Task objective: From the line that holds "car, one per instance" to the last line of the data, copy everything exactly; leave out all the rest.

-- START The data --

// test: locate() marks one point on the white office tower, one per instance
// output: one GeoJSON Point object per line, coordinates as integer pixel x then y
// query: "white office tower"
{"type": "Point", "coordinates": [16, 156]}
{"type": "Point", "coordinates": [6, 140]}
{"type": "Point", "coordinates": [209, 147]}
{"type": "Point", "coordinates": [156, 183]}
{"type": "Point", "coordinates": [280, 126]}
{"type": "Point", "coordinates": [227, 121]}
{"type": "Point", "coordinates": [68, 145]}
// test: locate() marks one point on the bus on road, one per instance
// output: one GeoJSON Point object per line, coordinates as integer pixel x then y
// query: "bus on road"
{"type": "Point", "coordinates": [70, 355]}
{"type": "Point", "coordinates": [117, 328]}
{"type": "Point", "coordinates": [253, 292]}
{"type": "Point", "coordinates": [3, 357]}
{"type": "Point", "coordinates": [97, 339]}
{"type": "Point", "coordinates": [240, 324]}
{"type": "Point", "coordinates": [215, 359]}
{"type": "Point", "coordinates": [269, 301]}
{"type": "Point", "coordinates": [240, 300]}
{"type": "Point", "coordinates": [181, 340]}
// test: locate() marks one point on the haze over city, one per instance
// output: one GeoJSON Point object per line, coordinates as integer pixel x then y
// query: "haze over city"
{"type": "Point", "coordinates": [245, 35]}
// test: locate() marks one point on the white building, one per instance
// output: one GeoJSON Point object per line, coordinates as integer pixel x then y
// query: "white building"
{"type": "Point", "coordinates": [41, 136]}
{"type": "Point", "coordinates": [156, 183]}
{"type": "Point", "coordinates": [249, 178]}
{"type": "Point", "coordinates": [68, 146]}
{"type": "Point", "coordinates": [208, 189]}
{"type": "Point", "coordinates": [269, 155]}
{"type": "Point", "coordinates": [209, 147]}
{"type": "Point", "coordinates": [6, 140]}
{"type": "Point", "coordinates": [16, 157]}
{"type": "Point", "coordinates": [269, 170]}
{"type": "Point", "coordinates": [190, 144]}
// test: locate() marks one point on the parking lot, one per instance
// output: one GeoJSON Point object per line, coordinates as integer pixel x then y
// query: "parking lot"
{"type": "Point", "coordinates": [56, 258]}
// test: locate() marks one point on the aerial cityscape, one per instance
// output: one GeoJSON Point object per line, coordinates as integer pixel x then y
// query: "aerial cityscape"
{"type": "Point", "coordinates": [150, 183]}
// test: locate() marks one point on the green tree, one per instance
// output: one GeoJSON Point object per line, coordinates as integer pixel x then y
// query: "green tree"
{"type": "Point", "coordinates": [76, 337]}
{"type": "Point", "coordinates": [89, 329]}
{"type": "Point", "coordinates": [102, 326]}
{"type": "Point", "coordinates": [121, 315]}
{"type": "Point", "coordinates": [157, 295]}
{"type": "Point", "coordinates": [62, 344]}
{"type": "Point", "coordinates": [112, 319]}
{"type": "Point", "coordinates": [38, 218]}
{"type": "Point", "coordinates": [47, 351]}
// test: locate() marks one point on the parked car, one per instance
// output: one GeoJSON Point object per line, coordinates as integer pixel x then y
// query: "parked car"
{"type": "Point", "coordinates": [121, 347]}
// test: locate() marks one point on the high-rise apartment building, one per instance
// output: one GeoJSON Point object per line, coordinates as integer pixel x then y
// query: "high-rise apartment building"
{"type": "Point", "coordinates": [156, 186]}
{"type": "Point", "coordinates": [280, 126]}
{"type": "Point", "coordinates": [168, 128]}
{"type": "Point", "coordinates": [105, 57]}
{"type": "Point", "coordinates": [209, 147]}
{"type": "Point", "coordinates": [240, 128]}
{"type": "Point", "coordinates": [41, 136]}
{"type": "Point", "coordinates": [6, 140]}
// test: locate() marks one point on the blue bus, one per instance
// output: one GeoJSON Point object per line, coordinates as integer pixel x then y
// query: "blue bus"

-- END The data --

Written answer:
// test: locate() marks one point on the parked car, one per instance
// output: one GeoJSON Point object per line, coordinates as integer pixel x then y
// query: "parked car"
{"type": "Point", "coordinates": [121, 347]}
// test: locate() marks one point on the high-rise apartment building, one per instance
// output: one GeoJSON Point object per line, coordinates as integer pixel x then y
// query: "high-rise apartment building"
{"type": "Point", "coordinates": [156, 186]}
{"type": "Point", "coordinates": [280, 126]}
{"type": "Point", "coordinates": [168, 128]}
{"type": "Point", "coordinates": [105, 57]}
{"type": "Point", "coordinates": [209, 147]}
{"type": "Point", "coordinates": [240, 128]}
{"type": "Point", "coordinates": [41, 136]}
{"type": "Point", "coordinates": [6, 140]}
// test: locate() marks one point on the blue bus, one per instance
// output: one GeoJSON Point object per line, coordinates as integer pixel x then y
// query: "blue bus"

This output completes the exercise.